> [AIM]:
Copy out every row below, substituting "mark a bounding box around" for each occurrence of "draw a bounding box around" and leaving everything else unchanged.

********************

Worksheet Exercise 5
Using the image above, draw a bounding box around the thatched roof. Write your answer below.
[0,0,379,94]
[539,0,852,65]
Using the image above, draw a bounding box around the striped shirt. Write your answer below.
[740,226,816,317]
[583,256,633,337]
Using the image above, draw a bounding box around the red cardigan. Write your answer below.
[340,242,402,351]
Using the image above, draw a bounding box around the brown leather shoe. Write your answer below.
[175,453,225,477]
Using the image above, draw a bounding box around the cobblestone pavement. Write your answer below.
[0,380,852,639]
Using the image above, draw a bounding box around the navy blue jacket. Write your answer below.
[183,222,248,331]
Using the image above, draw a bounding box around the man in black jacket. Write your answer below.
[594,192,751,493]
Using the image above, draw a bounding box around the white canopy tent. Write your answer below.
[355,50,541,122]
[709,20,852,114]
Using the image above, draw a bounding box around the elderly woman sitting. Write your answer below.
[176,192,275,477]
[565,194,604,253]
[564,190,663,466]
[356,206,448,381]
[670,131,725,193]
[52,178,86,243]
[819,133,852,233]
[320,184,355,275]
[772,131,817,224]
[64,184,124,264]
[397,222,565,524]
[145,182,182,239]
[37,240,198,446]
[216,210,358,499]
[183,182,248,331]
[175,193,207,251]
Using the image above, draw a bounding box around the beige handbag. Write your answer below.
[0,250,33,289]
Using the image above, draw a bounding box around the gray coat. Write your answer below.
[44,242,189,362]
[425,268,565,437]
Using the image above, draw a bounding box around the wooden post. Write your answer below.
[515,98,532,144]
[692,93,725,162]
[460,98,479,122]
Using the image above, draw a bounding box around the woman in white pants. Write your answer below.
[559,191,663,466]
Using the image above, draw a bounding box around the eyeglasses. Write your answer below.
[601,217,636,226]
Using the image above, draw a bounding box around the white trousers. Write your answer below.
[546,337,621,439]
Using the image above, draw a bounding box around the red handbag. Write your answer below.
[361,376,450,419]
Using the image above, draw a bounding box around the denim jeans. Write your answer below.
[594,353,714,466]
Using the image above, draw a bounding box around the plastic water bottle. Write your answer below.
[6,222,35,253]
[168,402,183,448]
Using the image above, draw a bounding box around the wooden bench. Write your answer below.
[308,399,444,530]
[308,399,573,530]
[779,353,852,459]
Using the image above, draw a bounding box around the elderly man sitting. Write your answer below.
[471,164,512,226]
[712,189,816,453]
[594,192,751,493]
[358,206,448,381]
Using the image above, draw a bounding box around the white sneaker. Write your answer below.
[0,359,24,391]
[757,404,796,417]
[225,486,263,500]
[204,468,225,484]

********************

> [SOLUTION TO THE PROBLEM]:
Worksheet Exercise 5
Using the image above, mark a bounding box around the thatched roof. Write your answer below.
[0,0,379,94]
[539,0,852,65]
Using the image above, mark a bounding box around the striped shirt. Write your answer below.
[740,226,816,317]
[583,256,633,337]
Using the image above, mark a bounding box around the red cardigan. Write your answer below.
[340,242,402,351]
Using the image above, mark a bounding box around the brown leather shoe. Write your answer below.
[175,453,225,477]
Using the image above, mark a bounding box around the cobblestone pavement. Write your answer below.
[0,380,852,639]
Using the image above, mark a bounding box around the navy blue jacket. Write your answer below.
[183,222,248,331]
Using the image above, mark a bounding box around the man in black jacket. Write your answer below.
[594,192,751,493]
Using the image above, mark a bounding box around the white canopy tent. Write your answer below.
[355,50,541,122]
[709,20,852,114]
Using the image above, mark a bounding box around the elderly woman sitting. Write your answer below.
[176,192,275,477]
[565,194,604,253]
[564,190,663,466]
[356,206,448,381]
[670,131,725,193]
[52,178,86,243]
[819,133,852,233]
[320,184,355,275]
[772,131,817,224]
[64,184,124,264]
[397,222,565,524]
[145,182,182,239]
[37,240,198,446]
[216,210,358,499]
[183,182,248,331]
[175,193,207,251]
Using the image above, mark a bounding box around the beige handbag. Write your answer below.
[0,250,33,289]
Using the image above, mark a bounding box around the gray coat. Write your answer below.
[44,242,189,362]
[425,268,565,437]
Using the image above, mark a bounding box around the wooden post. Write your answer below.
[515,98,532,144]
[692,93,725,162]
[460,98,479,122]
Using the image above, mark a bounding box around the woman in white pants. Write your answer below.
[559,191,663,466]
Using the image above, mark a bounding box around the eyeglasses. Write your answer below.
[601,217,636,226]
Using the image above, mark a bounding box around the white trousers. Write your answer below.
[546,337,621,439]
Using the image above, mark a bounding box around the red handbag. Write your answer below.
[361,376,450,419]
Using the image above, mark a bounding box around the denim jeans. Write your answer below.
[594,353,714,466]
Using the image above, mark a bounding box around the plastic water bottle. Write your answer below.
[6,222,35,253]
[168,402,183,448]
Using the image above, mark a bounding box around the wooden bench. Write your answer below.
[308,399,444,530]
[308,399,573,530]
[779,353,852,459]
Using the image above, mark a bounding box around the elderly man sitting. Write your answer below.
[471,164,512,226]
[712,189,816,453]
[594,192,751,493]
[358,206,448,381]
Using the image above, mark a bounding box around the white sneaker. Write your answer below.
[0,359,24,391]
[757,404,796,417]
[225,486,263,500]
[204,468,225,484]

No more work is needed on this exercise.